--- Start of Text extract ---
Jake: As soon as I say that, Romney hits the $717 billion gutting. Good for him. He is definitely sounding on the ball thus far in.
Repair_Man_Jack: I’ll have to admit it. The early stage of the GOP Primary prepared Mitt for debating Obama. Debating Newt made him turn up his game.
Jake: I agree, RMJ. When you are in an actually contested primary and have to work for votes, it toughens a candidate up, especially if you have to debate a guy like Gingrich. Mitt has emerged more refined in debates because of that, I think.
Jake: Romney is doing a good job going after Obama on Obamacare. He’s using statistics from the CBO and McKinsey and Company. The more you hit Obama with this sort of stuff, the weaker he gets. Can’t fight the numbers.
RMJ: Obama has a tenuous and troubled relationship with actual data of any variety.
Daniel Horowitz: I thought Romney was doing great until the predictable Romneycare moment. But instead of Obama going for the jugular, he decided to defend the death panels and offer Romney not just an out but another launching point.
--- End of Text extract ---
--- Start of Source material ---
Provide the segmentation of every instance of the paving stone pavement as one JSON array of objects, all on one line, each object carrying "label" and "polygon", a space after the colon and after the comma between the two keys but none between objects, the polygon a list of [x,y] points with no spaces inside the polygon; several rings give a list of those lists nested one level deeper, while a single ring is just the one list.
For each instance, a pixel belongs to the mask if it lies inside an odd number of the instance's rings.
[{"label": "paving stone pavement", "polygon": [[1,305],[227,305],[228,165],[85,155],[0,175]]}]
--- End of Source material ---
◆ Exercise task
Pull out the entire debate commentary verbatim, from the first line to the last. The listing has no connection to the debate commentary.

◆ Exercise answer
Jake: As soon as I say that, Romney hits the $717 billion gutting. Good for him. He is definitely sounding on the ball thus far in.
Repair_Man_Jack: I’ll have to admit it. The early stage of the GOP Primary prepared Mitt for debating Obama. Debating Newt made him turn up his game.
Jake: I agree, RMJ. When you are in an actually contested primary and have to work for votes, it toughens a candidate up, especially if you have to debate a guy like Gingrich. Mitt has emerged more refined in debates because of that, I think.
Jake: Romney is doing a good job going after Obama on Obamacare. He’s using statistics from the CBO and McKinsey and Company. The more you hit Obama with this sort of stuff, the weaker he gets. Can’t fight the numbers.
RMJ: Obama has a tenuous and troubled relationship with actual data of any variety.
Daniel Horowitz: I thought Romney was doing great until the predictable Romneycare moment. But instead of Obama going for the jugular, he decided to defend the death panels and offer Romney not just an out but another launching point.